TEXT SECTION:
┄┄┄┄┄┄

The Apple co-founder and longtime friend of Jobs will serve as a technical "tutor" on computers and also offer insight on the iconic chief himself.
Steve Jobs couldn't start Apple without Steve Wozniak, and apparently Aaron Sorkin can't tell Jobs' story without the Woz.
The Oscar-winning screenwriter has hired the Apple co-founder as an adviser as he turns Walter Isaacson's best-selling biography "Steve Jobs" into a screenplay for a movie project that Sony Pictures announced on Tuesday. Sorkin is best known for his Academy Award-winning adaptation of "The Social Network," an account of how Mark Zuckerberg built the Facebook empire.
The Woz, who stepped away from the company in 1987 but remained close to Jobs, will serve as a "tutor" on the company's computers and Jobs himself, according to a Reuters report.
Sorkin isn't sure what he is going to include in the screenplay, but he is certain that it won't be a straightforward biopic of the iconic Apple chief, who died last October of pancreatic cancer.
"I know so little about what I am going to write. I know what I am not going to write. It can't be a straight ahead biography because it's very difficult to shake the cradle-to-grave structure of a biography," Sorkin told reporters at a news conference.
Sony sealed the deal for Sorkin's screenplay for $1 million, according to the Web site Film. Rumors have surfaced recently that Sony is looking to get George Clooney or Noah Wyle to portray Jobs in the movie.
In addition to Sony's movie project, an independent studio is working on a competing film based on Jobs' early years that will star Ashton Kutcher.

┄┄┄┄┄┄

Natural-language descriptions of regions:
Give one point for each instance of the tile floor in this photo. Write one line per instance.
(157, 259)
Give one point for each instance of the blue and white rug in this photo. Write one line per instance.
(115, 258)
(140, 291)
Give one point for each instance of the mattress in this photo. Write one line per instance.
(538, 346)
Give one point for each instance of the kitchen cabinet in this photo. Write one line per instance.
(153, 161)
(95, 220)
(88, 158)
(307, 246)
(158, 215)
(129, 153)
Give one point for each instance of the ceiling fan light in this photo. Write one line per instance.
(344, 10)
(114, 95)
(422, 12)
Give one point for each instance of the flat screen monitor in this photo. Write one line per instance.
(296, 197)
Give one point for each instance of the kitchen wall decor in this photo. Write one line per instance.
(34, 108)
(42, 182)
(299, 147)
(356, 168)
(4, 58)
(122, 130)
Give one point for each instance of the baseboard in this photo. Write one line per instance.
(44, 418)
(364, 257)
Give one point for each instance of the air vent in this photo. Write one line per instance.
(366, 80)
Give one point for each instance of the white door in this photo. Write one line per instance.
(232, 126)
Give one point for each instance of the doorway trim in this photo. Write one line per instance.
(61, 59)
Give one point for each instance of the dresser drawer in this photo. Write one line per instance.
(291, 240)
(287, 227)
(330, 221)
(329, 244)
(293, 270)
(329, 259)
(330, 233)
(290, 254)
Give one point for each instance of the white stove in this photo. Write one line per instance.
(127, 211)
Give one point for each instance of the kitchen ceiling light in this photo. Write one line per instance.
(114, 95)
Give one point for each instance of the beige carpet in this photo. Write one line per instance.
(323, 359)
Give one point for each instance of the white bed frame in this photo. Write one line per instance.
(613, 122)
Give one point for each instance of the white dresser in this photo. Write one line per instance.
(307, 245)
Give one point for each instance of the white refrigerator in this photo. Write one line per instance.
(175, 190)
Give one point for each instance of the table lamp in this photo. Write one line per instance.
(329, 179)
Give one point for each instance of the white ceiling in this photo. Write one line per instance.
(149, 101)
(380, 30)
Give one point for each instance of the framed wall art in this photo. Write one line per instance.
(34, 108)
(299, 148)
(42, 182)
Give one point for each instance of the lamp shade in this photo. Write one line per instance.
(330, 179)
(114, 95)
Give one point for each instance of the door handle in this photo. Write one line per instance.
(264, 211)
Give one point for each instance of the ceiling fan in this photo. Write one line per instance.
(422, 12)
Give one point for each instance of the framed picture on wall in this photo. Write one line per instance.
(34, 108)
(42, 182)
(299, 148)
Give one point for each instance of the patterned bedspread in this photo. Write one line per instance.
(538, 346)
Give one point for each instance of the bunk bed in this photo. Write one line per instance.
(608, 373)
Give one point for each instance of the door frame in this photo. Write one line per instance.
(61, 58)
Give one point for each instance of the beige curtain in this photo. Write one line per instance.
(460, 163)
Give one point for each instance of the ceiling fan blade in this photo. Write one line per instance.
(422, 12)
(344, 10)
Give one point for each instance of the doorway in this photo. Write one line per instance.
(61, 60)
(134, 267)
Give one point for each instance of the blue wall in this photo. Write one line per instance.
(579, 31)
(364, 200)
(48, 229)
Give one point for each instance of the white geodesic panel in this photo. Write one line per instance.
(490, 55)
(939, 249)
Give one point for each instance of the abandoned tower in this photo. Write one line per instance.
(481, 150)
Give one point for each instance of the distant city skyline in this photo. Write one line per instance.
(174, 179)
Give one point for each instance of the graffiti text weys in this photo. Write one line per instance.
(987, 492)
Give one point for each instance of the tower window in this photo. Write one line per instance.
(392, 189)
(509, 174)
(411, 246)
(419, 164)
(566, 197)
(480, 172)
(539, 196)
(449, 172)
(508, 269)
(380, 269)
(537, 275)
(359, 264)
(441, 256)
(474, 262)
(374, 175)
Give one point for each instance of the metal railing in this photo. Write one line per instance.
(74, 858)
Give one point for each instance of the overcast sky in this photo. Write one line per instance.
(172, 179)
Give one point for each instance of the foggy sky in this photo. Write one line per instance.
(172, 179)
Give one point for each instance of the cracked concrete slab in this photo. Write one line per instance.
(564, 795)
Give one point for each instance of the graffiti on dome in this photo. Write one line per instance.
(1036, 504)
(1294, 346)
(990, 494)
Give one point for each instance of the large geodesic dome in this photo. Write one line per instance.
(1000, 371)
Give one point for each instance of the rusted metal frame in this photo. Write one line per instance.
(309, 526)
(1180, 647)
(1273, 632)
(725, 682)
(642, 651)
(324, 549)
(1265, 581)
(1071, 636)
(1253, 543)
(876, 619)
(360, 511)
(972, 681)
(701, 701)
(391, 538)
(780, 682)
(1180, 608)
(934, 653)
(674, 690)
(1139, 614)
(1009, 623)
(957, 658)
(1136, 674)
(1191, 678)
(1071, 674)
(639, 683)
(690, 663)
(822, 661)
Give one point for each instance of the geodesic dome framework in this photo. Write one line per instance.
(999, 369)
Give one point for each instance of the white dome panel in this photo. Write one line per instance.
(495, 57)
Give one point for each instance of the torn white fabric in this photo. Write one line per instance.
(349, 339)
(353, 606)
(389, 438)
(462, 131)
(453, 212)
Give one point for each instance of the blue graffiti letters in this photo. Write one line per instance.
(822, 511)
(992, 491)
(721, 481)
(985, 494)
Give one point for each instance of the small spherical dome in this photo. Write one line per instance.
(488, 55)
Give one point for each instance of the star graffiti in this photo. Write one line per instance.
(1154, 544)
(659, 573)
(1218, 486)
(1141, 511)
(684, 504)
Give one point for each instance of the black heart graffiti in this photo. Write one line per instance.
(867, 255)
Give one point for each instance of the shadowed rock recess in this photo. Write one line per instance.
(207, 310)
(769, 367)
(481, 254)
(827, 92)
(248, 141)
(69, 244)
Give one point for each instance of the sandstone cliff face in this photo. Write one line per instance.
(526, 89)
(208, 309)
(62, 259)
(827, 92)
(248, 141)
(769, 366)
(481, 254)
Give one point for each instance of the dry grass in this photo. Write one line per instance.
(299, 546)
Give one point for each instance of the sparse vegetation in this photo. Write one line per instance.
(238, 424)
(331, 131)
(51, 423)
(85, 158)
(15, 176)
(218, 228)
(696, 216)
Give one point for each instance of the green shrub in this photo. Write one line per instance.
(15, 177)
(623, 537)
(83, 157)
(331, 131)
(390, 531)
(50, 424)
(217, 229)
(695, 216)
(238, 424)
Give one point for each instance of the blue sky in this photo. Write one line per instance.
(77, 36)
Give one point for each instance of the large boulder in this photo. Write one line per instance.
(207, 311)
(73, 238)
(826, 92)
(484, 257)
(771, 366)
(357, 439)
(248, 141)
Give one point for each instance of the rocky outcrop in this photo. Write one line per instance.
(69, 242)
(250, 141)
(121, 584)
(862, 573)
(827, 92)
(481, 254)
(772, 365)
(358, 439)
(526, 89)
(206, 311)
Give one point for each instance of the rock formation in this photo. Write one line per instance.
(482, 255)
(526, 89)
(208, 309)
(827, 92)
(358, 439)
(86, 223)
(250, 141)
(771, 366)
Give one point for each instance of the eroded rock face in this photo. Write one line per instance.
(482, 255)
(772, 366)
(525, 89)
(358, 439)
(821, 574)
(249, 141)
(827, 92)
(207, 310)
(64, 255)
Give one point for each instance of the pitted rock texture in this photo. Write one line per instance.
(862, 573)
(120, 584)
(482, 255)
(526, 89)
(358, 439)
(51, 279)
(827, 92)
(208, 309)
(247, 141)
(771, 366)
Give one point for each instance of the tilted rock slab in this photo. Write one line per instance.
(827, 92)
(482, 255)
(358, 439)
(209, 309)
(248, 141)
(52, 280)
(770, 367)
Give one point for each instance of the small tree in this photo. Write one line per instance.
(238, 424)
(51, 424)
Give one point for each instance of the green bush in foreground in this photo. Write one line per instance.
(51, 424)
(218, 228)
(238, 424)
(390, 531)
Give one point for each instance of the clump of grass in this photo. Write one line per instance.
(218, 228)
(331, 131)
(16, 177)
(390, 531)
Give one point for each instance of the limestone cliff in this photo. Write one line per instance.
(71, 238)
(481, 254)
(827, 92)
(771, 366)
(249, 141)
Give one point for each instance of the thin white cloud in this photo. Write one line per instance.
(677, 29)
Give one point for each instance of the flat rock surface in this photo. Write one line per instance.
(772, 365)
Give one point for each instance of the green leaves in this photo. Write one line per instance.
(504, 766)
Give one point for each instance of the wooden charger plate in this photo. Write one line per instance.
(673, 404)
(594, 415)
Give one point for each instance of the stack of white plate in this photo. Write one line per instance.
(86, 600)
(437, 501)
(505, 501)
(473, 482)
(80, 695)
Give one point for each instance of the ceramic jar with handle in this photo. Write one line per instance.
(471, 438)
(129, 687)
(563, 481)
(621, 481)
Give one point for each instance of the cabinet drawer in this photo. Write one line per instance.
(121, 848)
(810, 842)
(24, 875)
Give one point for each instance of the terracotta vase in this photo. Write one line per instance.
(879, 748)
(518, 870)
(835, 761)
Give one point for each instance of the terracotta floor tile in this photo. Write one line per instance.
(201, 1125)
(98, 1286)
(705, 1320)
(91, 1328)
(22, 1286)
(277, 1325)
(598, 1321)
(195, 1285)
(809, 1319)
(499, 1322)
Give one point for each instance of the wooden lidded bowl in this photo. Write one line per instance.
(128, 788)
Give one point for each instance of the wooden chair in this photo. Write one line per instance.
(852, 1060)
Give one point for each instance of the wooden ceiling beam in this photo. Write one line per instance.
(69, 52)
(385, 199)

┄┄┄┄┄┄

Reproduce the passage of the article on Sorkin's Steve Jobs screenplay between "Sorkin isn't sure" and "a news conference.", inclusive, substituting "biographical film" for "biopic".

ANSWER SPACE:
Sorkin isn't sure what he is going to include in the screenplay, but he is certain that it won't be a straightforward biographical film of the iconic Apple chief, who died last October of pancreatic cancer.
"I know so little about what I am going to write. I know what I am not going to write. It can't be a straight ahead biography because it's very difficult to shake the cradle-to-grave structure of a biography," Sorkin told reporters at a news conference.